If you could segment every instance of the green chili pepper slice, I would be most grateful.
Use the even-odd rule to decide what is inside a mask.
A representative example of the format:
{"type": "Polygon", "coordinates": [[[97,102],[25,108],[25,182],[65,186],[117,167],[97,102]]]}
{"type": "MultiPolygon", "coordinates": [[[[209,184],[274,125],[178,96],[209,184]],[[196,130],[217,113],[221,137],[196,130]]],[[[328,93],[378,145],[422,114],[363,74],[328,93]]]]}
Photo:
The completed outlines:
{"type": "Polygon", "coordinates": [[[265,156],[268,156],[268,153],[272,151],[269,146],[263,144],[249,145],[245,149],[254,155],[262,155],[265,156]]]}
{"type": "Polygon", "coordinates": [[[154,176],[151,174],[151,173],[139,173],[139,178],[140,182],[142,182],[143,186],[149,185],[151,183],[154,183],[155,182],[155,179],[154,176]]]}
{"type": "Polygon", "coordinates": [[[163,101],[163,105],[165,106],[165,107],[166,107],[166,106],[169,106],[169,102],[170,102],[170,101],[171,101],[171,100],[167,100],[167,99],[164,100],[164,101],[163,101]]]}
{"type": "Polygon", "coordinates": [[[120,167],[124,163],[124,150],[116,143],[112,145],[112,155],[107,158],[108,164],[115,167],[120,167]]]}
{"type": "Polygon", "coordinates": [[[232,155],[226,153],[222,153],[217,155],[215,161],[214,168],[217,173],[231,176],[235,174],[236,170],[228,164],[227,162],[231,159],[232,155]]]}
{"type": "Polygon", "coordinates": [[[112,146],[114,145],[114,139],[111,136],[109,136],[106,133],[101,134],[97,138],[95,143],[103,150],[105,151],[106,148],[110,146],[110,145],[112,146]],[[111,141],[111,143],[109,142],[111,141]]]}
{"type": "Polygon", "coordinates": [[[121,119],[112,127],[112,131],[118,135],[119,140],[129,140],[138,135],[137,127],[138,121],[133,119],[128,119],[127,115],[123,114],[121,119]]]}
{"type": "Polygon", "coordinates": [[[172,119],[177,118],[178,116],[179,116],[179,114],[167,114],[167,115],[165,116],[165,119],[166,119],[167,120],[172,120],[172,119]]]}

================================

Rewrite all of the material above, replacing "green chili pepper slice" with "red chili pepper slice" and leaving everything else unchanged.

→ THE RESPONSE
If you could segment every instance of the red chili pepper slice, I would be most grateful.
Use the even-odd rule to decide what is inside a mask.
A representative example of the format:
{"type": "Polygon", "coordinates": [[[97,102],[25,108],[25,182],[65,186],[117,167],[97,102]]]}
{"type": "MultiPolygon", "coordinates": [[[[209,184],[274,125],[178,96],[209,184]],[[196,130],[217,113],[221,137],[196,130]]],[[[328,93],[378,145],[422,114],[363,74],[328,93]]]]}
Photo:
The completed outlines:
{"type": "Polygon", "coordinates": [[[265,156],[268,156],[268,153],[272,151],[269,146],[263,144],[249,145],[245,149],[254,155],[262,155],[265,156]]]}
{"type": "Polygon", "coordinates": [[[154,176],[151,174],[151,173],[139,173],[139,178],[140,182],[142,182],[143,186],[149,185],[151,183],[154,183],[155,182],[155,179],[154,176]]]}
{"type": "Polygon", "coordinates": [[[163,101],[163,105],[165,106],[165,107],[166,107],[166,106],[169,106],[169,102],[170,102],[170,101],[171,101],[171,100],[167,100],[167,99],[164,100],[164,101],[163,101]]]}
{"type": "Polygon", "coordinates": [[[120,167],[124,163],[124,150],[116,143],[112,145],[112,155],[107,158],[108,164],[115,167],[120,167]]]}
{"type": "Polygon", "coordinates": [[[232,155],[226,153],[222,153],[217,155],[215,161],[214,168],[217,173],[231,176],[235,174],[236,170],[228,164],[227,162],[231,159],[232,155]]]}
{"type": "Polygon", "coordinates": [[[112,146],[114,145],[114,139],[111,136],[109,136],[106,133],[101,134],[97,138],[95,143],[103,150],[105,151],[106,148],[110,146],[110,145],[112,146]],[[111,141],[111,143],[109,142],[111,141]]]}
{"type": "Polygon", "coordinates": [[[121,119],[112,127],[112,131],[118,135],[119,140],[129,140],[138,135],[137,127],[138,121],[133,119],[128,119],[127,115],[123,114],[121,119]]]}
{"type": "Polygon", "coordinates": [[[172,119],[177,118],[178,116],[179,116],[179,114],[167,114],[167,115],[165,116],[165,119],[166,119],[167,120],[172,120],[172,119]]]}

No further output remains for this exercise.